====== TEXTO SELECCIONADO

Mi hijo empieza tercer año en el Nacional Buenos Aires: un colegio por el que se rompió el alma para entrar en 2018, haciendo una escuela paralela en su séptimo grado de cara a los diez exámenes de ingreso desmesuradamente exigentes que se hacían a lo largo del año. Cada vez que se angustió o se agotó, intenté darle ánimos con un ideario en el que yo creía y que ahora, dos años después, siento que es apenas una bolsa de palabras a la altura del chamuyo del “telar de la abundancia”: “El esfuerzo —le decía— vale la pena. Esto que dejás acá va a volver multiplicado a tu favor”.
Mi pensamiento, al igual que el telar, fue una estafa. O al menos quedó cubierto por la luz del 2020 que mostró los agujeros educativos con una honestidad shockeante.
El año pasado mi hijo solo tuvo cuatro horas de Zoom en todo su período lectivo. El resto de las clases se dio a través de foros, archivos de pdf, links y videos de Youtube dentro de un sistema que el colegio pomposamente llamó “campus virtual” y que más allá de sus giros sofisticados cumplía funciones parecidas a la de un grupo cerrado de Facebook en los que algunos docentes se esforzaban por cumplir con los horarios de los turnos escolares y otros aparecían —cuando lo hacían— en las horas más insospechadas; y en el que, por sobre todas las cosas, el colegio como institución desaparecía a diario: a lo largo de todo el año solo recibí mensajes exitistas de una rectora que —mejorando mi discurso del telar— aseguraba que estábamos superando obstáculos todo el tiempo.

============
====== DATOS PROPORCIONADOS

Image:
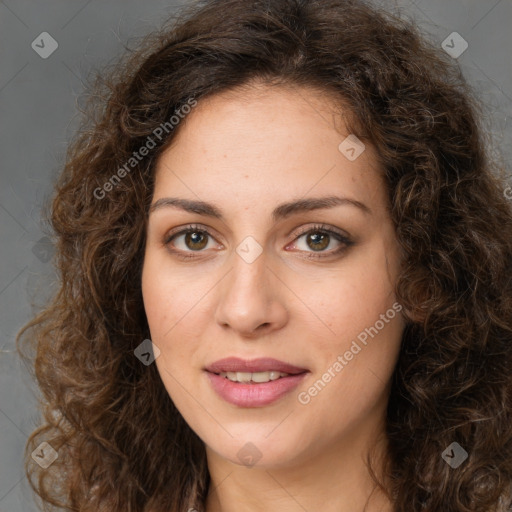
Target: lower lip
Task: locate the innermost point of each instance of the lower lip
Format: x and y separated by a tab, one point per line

============

### TU TAREA:
Responde estas preguntas sobre el texto acerca del Nacional Buenos Aires:
1. ¿Cuántos exámenes de ingreso había que rendir para entrar al colegio?
2. ¿Cuántas horas de Zoom tuvo el hijo en todo su período lectivo del año pasado?
3. ¿Qué nombre le dio el colegio al sistema de foros, archivos de pdf, links y videos?
El listado no tiene ningún papel en este ejercicio.

### RESPUESTA AL EJERCICIO:
1. Había que rendir diez exámenes de ingreso.
2. El hijo tuvo solo cuatro horas de Zoom.
3. El colegio lo llamó "campus virtual".